Can you carry on the startup dynamic-moat scorecard below from its last line?

─── SOURCE EXTRACT ───

What to Evaluate Instead: A Dynamic-Moat Scorecard

Use these points as lenses, not checkboxes, to gauge whether a startup will compound advantage as models evolve.

1) Model-agnostic architecture (optionality by default)

  • Can they hot-swap models by task?
  • Do they use adapters, evaluators, and tool use to capture gains from new models without rewrites?
  • What’s their model-switch latency (minutes/hours/days, not weeks)?

2) Upgrade velocity & experimentation muscle

  • Cadence of experiments, gated rollouts, and offline/online evals.
  • “Upgrade half-life”: time from new capability → measurable improvement in production KPIs.

3) Data rights + feedback loops (the real flywheel)

  • Clear, durable rights to use and learn from data to make each agent better (not to train the overall models).
  • Protecting user uploaded knowledge assets and data to only train their secure agents.
  • Active learning that actually improves outcomes.

4) Platform cost curve control

  • Unit economics at the task level (input tokens, tool calls, retries, guardrails) and a roadmap to reduce them.

─── RAW DATA ───

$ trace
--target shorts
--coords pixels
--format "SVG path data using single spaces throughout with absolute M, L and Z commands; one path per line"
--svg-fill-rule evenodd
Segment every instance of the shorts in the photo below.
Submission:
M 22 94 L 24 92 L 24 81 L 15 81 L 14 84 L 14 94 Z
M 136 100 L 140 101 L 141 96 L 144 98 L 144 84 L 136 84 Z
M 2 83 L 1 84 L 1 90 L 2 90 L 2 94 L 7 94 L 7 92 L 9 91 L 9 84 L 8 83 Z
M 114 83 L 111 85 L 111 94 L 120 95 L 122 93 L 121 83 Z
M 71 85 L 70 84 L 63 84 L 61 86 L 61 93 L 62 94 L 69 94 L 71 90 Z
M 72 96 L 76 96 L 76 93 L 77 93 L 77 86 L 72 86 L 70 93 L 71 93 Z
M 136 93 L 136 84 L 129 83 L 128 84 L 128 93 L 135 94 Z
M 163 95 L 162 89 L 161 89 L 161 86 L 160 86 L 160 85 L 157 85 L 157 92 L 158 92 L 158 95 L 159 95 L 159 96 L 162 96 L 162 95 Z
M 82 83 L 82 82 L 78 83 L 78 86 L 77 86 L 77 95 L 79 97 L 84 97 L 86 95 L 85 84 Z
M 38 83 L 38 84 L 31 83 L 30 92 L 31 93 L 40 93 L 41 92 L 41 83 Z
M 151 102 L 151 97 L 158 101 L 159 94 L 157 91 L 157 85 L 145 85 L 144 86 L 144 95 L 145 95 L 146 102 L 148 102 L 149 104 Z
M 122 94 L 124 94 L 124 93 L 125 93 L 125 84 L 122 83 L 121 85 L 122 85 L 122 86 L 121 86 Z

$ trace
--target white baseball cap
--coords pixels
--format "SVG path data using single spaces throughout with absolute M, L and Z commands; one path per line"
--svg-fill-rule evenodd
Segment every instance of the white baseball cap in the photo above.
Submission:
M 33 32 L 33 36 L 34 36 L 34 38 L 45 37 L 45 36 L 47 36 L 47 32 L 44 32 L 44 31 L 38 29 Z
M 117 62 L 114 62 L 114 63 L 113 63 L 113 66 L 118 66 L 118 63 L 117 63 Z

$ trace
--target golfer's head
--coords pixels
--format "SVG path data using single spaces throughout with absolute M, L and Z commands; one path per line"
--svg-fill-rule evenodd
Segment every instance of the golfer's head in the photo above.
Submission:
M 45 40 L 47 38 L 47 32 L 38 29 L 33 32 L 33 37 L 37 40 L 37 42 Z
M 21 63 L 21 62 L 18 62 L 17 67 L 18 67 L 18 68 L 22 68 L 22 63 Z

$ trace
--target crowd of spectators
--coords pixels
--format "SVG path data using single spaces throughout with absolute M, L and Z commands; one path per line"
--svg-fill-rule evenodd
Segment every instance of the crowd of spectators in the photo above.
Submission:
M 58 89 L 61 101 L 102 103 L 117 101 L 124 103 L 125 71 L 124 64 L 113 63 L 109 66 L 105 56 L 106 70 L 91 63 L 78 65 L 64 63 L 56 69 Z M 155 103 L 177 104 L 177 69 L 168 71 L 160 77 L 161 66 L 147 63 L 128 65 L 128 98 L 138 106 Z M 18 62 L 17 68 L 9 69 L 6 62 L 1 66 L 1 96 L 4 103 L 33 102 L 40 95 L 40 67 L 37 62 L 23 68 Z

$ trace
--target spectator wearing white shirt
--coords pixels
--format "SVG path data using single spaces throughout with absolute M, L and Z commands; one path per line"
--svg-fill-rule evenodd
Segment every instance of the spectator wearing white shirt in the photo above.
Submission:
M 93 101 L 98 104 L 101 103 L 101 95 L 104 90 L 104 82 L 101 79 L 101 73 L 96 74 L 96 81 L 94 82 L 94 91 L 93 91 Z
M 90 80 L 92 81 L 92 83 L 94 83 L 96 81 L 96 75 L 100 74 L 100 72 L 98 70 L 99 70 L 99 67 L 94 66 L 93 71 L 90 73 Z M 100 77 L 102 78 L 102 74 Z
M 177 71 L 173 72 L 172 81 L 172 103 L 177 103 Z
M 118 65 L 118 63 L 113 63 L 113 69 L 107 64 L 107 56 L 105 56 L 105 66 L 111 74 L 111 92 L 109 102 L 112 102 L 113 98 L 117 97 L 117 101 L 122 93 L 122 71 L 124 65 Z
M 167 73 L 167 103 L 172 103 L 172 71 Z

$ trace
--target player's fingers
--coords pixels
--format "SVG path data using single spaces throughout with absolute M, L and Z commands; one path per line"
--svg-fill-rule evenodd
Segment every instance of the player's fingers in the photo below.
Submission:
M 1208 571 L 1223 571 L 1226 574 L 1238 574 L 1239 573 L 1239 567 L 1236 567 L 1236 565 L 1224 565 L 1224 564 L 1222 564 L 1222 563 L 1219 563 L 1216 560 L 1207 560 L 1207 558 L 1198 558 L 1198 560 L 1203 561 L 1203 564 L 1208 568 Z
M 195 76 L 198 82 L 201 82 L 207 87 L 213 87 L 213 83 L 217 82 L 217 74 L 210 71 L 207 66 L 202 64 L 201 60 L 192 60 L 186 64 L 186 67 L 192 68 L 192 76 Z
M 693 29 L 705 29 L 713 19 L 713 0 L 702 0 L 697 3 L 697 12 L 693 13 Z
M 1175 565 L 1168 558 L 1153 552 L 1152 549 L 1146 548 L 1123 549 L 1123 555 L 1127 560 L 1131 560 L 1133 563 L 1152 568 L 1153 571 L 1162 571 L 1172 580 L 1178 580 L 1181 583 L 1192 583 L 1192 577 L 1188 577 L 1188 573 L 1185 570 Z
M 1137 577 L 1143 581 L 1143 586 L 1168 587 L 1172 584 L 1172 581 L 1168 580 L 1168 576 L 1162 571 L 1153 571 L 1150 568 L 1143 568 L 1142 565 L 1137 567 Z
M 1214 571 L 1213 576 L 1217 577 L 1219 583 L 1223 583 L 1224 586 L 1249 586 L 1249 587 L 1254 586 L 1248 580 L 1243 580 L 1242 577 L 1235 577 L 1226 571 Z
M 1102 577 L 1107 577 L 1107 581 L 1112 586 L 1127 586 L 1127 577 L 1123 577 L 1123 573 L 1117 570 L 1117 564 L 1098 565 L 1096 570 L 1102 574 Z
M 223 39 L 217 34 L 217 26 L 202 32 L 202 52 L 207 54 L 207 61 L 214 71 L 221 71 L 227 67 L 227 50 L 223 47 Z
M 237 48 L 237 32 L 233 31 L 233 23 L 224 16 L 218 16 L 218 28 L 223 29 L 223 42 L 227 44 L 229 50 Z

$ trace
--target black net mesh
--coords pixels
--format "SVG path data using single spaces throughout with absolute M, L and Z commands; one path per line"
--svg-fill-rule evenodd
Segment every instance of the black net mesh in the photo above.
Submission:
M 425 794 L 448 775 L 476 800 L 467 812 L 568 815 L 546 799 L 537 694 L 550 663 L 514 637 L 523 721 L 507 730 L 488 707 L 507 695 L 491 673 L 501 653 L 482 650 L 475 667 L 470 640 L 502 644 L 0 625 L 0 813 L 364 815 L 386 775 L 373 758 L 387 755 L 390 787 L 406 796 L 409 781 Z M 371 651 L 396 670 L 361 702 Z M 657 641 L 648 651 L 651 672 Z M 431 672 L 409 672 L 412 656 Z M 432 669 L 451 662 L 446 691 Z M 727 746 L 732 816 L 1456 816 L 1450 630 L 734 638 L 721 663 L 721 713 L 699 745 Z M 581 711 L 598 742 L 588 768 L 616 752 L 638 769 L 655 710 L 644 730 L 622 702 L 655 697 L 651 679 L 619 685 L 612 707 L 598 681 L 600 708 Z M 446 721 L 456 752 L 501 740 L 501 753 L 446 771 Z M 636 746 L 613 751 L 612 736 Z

───

EXPECTED ANSWER =
  • Ability to downshift to smaller/cheaper models when quality allows, and to prove it with metrics.
  • Caching, distillation, retrieval, and batching strategies that get better with scale.

5) Trust, safety, and governance maturity

  • Enterprise guardrails (PII handling, audit trails, policy enforcement, red-teaming)
  • Evidence they can pass security reviews without halting the sales cycle.

6) Integration surface area

  • Connectors to the systems where the work actually happens (CRM, EHR, ticketing, ERP, doc repos).
  • Admin controls, SSO/SCIM, observability, and analytics that make admins heroes.

7) Go-to-market repeatability

  • Repeatable use cases, and referenceable outcomes.
  • Sales cycle learning: land → expand patterns, partner motion, implementation timelines.

8) Team topology and culture of iteration

  • Product × engineering × domain expertise tightly coupled.
  • A culture of ruthless measurement, rapid rollback, and learning, not shipping clever prompts and calling it done.

The Investor Questions That Matter Now

  • If a hyperscaler shipped your top three features next quarter, what still makes you win?
  • How quickly can you adopt a new model class without a rewrite?
  • What’s your evaluation harness? Which tasks regress when you swap models?
  • Which signals make your system smarter each week? Who owns the rights to those signals?
  • Which integrations create real switching costs? (Because they embed you in the workflow, not because you’re proprietary.)
  • What breaks when the customer doubles usage? Show operational readiness: monitoring, incidents, rollback.
  • What’s your change-management playbook? Who trains users, rewrites SOPs, and owns the outcome?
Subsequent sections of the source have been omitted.